— GOAL —
Extract every line of the material below that contains the word "green".

— ENTRIES SUPPLIED —
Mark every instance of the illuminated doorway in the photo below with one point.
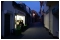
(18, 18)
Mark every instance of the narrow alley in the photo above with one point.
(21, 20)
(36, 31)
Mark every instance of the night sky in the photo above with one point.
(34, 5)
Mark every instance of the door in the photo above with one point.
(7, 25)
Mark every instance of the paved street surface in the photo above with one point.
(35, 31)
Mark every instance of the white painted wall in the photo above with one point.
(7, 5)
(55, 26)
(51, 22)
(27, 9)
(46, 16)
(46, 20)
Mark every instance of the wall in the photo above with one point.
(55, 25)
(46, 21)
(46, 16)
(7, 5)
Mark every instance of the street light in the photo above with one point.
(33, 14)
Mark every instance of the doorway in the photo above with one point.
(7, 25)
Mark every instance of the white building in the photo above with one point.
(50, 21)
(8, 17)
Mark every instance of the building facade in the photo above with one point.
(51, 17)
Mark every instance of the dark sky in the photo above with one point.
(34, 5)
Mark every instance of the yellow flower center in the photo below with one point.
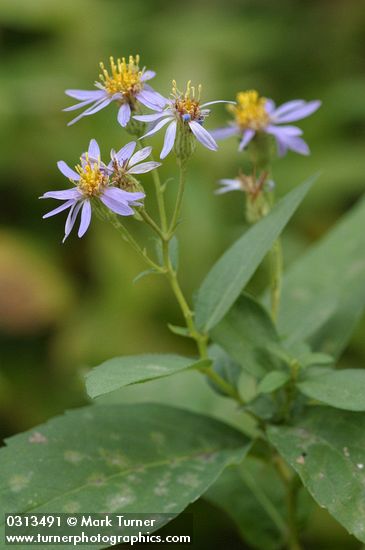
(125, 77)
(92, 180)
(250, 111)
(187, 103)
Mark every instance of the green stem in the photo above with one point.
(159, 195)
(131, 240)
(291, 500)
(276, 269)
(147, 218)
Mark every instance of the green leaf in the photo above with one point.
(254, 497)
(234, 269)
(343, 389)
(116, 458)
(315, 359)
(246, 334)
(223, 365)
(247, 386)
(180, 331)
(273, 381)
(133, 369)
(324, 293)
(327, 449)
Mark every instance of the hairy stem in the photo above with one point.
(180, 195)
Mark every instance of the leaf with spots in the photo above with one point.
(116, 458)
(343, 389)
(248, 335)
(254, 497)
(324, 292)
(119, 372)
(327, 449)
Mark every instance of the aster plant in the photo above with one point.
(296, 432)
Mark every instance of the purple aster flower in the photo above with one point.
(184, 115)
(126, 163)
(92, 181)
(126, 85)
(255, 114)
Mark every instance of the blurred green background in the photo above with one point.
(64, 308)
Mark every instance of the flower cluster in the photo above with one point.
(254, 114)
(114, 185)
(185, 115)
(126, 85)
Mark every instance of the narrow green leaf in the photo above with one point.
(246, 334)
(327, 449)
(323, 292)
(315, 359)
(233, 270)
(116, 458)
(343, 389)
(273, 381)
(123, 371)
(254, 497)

--

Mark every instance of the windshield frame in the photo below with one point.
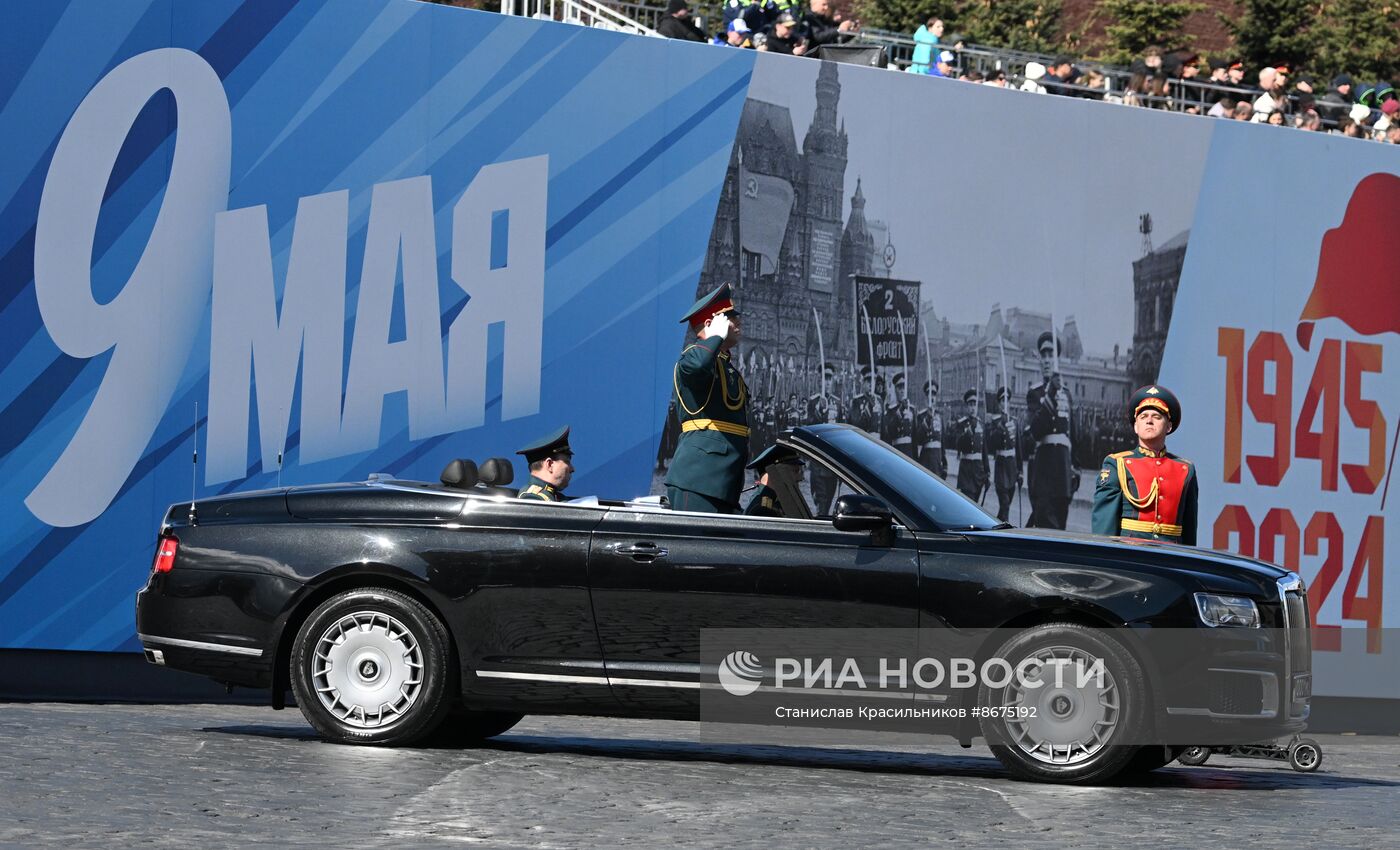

— TASK ANSWER —
Mark every instance of the green stem in the photo above with one point.
Mark every instance of the green leaf in the photo above with one point.
Mark every instance of the blurred green background in the photo above with one point.
Mark every instance of the narrow green leaf in the photo above with one point.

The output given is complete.